Records taken from an annotation dataset:

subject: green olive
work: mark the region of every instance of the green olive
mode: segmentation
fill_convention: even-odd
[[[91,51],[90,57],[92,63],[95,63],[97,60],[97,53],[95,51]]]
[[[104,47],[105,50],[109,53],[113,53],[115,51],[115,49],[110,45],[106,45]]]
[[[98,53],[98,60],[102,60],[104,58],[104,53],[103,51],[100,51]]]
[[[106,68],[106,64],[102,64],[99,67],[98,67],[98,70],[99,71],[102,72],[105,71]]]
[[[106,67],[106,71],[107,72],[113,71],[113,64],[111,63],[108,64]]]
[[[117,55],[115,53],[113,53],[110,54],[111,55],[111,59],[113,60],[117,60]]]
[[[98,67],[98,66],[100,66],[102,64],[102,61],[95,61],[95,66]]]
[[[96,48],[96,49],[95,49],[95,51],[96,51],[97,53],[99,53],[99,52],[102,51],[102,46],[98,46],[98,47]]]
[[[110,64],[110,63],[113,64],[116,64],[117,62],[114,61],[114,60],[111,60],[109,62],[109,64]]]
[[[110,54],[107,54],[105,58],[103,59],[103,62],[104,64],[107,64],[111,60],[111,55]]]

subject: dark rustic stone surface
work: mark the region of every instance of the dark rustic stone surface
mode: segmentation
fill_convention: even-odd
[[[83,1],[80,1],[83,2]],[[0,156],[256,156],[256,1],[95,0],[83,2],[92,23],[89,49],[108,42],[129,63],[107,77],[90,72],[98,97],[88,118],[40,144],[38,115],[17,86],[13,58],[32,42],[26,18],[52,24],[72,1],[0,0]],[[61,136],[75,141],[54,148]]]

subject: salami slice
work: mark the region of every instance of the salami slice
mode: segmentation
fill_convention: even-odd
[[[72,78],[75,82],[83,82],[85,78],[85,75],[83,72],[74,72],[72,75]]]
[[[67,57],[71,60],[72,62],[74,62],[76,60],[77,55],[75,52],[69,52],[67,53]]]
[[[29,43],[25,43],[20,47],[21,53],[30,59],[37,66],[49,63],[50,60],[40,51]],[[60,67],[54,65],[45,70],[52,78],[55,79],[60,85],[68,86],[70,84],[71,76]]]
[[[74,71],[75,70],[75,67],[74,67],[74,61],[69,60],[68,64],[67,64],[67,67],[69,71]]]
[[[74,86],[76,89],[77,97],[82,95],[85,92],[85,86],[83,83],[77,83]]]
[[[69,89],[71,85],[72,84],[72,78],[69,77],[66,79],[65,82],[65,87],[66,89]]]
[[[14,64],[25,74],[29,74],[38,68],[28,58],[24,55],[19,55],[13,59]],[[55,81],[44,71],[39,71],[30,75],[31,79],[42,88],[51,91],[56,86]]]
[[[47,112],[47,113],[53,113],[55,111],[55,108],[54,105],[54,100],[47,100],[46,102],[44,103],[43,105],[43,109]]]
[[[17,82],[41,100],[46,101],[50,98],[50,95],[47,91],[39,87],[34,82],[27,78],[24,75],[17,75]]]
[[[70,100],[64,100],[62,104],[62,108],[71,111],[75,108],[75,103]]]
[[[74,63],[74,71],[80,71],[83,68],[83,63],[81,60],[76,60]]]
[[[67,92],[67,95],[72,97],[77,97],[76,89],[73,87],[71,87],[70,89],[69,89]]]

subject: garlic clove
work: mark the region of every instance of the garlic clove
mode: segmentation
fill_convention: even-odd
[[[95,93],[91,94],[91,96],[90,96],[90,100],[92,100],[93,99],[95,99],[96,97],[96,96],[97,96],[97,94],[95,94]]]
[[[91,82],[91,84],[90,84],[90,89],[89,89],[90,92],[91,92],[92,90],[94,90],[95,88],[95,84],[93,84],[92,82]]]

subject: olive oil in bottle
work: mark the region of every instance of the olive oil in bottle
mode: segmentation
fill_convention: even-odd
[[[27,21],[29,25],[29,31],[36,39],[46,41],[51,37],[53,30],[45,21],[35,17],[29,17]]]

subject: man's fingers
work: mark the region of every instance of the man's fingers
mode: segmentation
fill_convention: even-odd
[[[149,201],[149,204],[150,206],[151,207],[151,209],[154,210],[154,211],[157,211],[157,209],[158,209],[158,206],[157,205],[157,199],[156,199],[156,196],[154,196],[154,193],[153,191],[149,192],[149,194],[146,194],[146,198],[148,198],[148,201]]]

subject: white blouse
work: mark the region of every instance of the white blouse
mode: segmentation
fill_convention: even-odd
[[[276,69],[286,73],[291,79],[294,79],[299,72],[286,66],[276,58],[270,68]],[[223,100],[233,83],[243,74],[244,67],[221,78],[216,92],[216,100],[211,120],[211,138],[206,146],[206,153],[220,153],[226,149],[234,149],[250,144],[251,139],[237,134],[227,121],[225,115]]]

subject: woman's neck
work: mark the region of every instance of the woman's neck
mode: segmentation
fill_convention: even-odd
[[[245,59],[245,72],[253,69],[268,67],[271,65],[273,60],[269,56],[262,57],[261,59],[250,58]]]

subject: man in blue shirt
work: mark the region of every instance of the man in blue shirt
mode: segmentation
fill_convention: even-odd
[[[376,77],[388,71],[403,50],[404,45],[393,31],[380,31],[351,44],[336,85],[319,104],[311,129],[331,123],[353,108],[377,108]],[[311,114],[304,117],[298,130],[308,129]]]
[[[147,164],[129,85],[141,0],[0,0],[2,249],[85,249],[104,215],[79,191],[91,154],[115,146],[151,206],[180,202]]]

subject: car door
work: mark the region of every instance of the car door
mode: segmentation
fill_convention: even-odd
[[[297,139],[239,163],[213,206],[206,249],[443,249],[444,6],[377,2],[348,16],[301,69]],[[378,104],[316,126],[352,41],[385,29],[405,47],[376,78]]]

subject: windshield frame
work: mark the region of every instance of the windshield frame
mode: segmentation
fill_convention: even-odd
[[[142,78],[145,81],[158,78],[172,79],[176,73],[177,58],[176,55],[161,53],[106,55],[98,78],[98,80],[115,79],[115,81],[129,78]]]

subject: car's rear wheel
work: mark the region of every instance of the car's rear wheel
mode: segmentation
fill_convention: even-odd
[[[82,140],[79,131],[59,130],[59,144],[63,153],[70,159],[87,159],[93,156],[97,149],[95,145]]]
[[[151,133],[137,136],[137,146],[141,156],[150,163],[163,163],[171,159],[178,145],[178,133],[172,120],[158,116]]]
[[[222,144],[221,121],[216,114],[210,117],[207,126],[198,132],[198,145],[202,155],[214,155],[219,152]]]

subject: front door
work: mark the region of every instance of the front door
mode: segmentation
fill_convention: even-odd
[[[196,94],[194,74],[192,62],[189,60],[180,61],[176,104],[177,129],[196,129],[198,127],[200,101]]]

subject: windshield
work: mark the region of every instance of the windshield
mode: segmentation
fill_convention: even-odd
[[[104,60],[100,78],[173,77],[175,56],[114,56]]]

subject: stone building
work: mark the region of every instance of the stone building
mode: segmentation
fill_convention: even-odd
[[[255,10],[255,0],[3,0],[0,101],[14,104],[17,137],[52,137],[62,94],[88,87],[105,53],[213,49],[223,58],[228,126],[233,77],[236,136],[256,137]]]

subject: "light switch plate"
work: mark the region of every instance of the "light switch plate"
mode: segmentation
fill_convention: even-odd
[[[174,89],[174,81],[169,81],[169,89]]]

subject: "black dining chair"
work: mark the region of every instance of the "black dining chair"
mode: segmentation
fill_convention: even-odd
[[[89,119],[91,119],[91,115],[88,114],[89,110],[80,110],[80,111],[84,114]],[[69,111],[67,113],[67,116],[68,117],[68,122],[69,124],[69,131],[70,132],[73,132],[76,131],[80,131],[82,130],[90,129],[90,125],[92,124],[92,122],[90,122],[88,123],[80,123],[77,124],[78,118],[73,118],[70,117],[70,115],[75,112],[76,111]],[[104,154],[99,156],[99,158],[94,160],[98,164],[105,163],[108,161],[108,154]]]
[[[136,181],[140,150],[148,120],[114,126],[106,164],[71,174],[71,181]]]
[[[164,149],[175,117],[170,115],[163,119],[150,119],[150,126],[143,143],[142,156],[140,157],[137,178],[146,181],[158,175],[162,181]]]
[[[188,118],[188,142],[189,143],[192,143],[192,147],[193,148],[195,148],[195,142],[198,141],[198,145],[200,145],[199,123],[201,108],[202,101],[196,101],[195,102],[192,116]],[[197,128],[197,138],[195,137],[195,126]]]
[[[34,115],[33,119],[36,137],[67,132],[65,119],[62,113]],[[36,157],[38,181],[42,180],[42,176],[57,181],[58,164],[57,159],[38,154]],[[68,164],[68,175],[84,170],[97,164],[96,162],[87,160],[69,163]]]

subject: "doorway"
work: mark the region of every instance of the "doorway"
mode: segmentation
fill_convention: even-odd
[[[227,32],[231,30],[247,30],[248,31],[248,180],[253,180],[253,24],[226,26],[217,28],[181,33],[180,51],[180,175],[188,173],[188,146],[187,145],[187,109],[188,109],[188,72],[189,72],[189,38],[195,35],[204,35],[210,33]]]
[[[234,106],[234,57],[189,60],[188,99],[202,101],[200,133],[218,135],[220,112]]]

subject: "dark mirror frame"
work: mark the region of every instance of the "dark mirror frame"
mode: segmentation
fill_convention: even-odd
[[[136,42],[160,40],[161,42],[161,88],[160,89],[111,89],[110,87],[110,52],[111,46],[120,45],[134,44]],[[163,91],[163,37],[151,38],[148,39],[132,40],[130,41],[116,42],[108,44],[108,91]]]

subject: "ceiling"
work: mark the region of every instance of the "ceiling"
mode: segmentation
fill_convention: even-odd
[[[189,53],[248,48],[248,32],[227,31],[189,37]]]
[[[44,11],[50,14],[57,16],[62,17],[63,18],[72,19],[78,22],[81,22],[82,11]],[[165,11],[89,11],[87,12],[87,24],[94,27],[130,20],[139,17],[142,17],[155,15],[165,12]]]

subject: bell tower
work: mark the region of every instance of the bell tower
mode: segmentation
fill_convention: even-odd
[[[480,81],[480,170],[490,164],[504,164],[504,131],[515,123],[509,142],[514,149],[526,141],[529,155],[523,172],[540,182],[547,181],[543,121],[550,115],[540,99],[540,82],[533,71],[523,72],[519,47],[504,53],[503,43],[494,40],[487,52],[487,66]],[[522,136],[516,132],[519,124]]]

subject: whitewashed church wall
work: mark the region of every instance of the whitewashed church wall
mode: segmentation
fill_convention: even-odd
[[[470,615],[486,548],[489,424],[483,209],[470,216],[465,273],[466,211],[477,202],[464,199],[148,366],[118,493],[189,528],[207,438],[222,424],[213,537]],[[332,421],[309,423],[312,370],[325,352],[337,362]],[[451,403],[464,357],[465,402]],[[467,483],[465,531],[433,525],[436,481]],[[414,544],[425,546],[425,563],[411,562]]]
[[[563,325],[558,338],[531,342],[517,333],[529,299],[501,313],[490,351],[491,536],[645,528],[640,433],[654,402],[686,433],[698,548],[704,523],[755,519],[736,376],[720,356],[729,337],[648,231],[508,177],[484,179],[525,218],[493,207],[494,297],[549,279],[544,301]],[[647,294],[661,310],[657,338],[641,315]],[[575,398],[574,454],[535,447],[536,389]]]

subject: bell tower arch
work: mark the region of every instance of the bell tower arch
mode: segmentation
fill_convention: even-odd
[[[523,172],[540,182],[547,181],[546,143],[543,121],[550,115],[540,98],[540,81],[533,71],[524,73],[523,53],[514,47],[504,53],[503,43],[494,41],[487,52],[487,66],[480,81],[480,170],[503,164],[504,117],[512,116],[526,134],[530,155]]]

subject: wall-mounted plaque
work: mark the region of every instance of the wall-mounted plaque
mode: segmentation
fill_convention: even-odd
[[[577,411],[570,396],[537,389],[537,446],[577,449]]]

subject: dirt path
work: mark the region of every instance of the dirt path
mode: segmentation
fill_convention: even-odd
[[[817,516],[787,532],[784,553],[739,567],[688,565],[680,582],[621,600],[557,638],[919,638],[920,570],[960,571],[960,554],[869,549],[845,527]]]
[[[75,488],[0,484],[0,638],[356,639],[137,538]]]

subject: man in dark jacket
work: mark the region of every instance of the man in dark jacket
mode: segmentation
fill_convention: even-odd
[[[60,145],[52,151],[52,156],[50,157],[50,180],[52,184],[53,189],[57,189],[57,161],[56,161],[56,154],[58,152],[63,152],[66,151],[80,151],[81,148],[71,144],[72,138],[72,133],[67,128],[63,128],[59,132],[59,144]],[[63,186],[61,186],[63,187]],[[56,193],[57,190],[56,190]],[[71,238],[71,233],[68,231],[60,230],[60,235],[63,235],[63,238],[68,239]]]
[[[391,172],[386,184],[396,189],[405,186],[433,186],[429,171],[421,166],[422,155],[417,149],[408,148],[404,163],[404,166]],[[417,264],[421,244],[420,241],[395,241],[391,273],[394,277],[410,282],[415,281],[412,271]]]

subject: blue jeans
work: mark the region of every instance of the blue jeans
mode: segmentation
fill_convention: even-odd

Work instructions:
Copy every line above that contains the string "woman". The match is case-sensitive.

Final answer:
subject: woman's neck
work: mark the region of every instance of the woman's neck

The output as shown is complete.